EXERCISE DATA –
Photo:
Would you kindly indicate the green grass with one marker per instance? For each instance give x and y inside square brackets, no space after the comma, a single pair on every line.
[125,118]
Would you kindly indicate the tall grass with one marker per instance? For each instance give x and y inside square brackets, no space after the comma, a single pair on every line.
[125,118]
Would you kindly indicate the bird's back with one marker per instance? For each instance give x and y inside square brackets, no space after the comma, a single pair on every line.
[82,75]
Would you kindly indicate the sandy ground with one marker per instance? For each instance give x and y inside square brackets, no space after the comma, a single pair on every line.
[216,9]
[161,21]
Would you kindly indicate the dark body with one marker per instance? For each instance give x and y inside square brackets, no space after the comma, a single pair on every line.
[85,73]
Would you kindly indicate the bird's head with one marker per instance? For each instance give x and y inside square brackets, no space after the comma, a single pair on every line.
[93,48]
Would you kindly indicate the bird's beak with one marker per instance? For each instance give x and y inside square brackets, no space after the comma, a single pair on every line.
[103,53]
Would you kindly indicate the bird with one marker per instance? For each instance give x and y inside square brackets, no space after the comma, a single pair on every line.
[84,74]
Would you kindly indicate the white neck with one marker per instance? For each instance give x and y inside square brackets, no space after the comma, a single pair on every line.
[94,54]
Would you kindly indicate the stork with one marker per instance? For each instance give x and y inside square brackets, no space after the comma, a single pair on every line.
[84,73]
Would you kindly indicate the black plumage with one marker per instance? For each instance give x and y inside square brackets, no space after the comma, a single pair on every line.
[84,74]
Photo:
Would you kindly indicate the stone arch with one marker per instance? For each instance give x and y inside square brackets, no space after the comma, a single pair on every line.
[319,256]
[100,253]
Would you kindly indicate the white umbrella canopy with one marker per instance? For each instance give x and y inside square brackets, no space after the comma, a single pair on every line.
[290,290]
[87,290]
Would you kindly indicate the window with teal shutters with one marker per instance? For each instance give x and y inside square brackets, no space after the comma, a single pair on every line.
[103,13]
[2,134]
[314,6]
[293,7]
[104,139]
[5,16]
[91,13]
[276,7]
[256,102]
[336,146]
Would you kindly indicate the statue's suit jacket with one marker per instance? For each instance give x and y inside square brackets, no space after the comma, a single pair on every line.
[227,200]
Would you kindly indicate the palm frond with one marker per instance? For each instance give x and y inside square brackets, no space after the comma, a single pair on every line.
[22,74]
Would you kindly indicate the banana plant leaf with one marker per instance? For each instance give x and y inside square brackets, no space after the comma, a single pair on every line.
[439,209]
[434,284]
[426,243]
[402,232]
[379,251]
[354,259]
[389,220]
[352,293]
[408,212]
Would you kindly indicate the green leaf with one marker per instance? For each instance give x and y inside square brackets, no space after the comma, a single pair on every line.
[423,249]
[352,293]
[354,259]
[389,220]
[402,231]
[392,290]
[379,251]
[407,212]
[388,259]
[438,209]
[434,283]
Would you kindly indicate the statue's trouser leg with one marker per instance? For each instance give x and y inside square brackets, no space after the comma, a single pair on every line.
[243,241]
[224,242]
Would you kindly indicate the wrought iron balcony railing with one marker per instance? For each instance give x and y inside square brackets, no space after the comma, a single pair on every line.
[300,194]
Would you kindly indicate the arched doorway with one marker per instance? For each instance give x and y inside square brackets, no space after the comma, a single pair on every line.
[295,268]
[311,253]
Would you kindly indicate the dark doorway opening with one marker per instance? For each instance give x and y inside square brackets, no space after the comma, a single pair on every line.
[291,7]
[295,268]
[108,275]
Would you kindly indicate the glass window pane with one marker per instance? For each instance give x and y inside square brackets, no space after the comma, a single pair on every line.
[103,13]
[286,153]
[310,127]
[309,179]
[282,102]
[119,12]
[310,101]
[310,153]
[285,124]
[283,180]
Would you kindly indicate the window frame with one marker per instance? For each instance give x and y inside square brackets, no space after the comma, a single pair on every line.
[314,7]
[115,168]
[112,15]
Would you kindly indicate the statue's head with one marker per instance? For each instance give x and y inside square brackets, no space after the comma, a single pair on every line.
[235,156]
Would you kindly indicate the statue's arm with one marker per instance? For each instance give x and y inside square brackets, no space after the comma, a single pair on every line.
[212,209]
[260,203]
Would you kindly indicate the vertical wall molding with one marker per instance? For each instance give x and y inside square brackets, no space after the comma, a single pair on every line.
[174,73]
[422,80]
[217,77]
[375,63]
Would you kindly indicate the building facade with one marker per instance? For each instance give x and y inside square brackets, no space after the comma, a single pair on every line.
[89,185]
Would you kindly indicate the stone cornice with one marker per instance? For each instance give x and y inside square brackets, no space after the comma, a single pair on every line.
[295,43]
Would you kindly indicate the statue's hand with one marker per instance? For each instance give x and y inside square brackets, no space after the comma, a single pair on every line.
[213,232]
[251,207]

PROBLEM STATEMENT – Only an exact copy is wanted here: the line containing "Would you kindly indicate the vertical" and every later line, up to and including the last line of the listing.

YOUR SOLUTION –
Would you kindly indicate the vertical wall molding with one marker per instance? For each instance give x and y inside square brackets, no space after the comma, a single pair on every line.
[174,73]
[422,80]
[217,77]
[375,63]
Would you kindly indicate the building facade with one marker per instance? For each instance give x and y inside square brackets, no space after the comma, a single pair on every line.
[89,185]
Would you kindly indicate the stone cornice with one marker per instance? For each instance give x and y inside square brackets, no space after the comma, a single pair on every line.
[295,43]
Would you kindly indicate the statue's hand with one marker per instance? For each instance give x and y inside square brackets, no space after the comma, a single pair on every line.
[213,232]
[251,207]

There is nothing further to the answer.